Collected data:

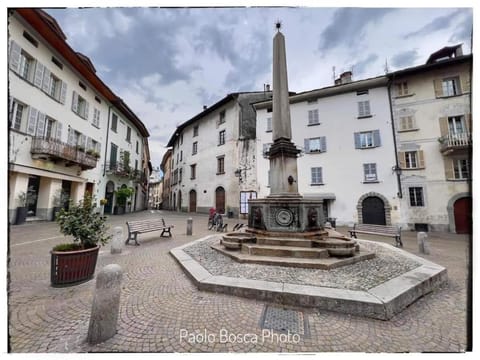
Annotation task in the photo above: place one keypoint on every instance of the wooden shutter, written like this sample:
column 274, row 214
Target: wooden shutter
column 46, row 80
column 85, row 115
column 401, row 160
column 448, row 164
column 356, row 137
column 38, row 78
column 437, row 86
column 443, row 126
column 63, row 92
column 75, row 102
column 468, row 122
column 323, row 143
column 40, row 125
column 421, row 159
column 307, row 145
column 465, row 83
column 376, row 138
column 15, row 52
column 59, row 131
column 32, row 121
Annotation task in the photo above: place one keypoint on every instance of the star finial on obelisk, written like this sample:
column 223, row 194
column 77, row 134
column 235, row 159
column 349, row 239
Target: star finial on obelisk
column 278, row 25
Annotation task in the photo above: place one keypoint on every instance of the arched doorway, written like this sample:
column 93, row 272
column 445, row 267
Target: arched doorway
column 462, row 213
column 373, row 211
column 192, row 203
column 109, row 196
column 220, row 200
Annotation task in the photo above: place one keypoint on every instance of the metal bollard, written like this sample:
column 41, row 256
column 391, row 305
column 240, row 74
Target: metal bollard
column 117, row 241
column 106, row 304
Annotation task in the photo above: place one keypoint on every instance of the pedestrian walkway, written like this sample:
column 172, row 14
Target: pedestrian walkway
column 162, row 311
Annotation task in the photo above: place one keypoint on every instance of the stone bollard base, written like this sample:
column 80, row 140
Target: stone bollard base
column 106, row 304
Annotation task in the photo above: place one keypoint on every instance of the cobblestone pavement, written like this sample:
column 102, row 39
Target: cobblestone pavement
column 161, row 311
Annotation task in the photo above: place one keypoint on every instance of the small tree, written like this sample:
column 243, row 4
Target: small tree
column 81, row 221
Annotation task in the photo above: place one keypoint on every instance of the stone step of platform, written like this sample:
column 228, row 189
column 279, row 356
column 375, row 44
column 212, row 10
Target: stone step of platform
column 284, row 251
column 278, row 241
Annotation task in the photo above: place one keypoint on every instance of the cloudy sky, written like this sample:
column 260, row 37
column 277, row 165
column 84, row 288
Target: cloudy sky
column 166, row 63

...

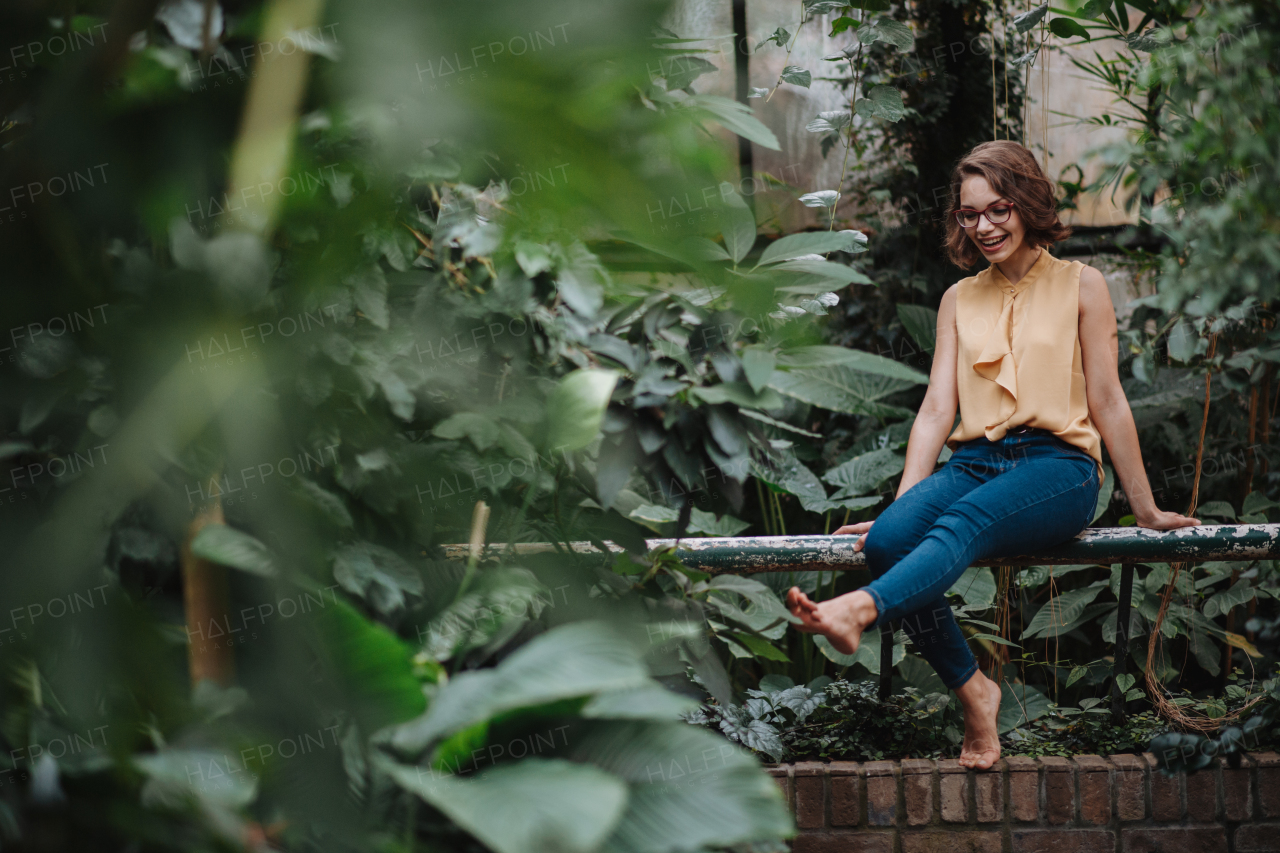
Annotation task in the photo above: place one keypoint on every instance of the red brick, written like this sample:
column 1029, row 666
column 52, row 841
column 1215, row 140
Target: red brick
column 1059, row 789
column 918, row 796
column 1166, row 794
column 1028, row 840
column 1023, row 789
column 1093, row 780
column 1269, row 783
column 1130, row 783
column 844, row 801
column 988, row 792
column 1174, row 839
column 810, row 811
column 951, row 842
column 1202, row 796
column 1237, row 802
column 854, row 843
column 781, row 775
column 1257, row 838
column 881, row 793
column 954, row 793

--

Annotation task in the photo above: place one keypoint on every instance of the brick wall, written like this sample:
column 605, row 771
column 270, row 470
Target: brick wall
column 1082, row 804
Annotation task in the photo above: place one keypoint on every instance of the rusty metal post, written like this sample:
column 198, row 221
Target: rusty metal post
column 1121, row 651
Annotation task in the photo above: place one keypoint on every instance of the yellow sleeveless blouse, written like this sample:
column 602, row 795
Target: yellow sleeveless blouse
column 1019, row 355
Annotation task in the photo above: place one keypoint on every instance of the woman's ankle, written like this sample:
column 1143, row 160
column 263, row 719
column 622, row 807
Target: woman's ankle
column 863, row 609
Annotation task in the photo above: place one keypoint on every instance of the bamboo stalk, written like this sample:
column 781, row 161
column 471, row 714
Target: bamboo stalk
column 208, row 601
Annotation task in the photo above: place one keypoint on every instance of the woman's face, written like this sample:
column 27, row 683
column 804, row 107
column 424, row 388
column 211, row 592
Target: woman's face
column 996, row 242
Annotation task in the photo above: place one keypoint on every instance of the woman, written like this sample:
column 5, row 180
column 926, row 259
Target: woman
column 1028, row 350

§ **What the task asks**
Retype the lines from the one containing "the woman, written" up to and including the one containing "column 1028, row 350", character for character.

§ **Task response**
Annotation task in the photo above: place one keypoint on every instance of the woman, written like this sample:
column 5, row 180
column 926, row 259
Target: woman
column 1028, row 350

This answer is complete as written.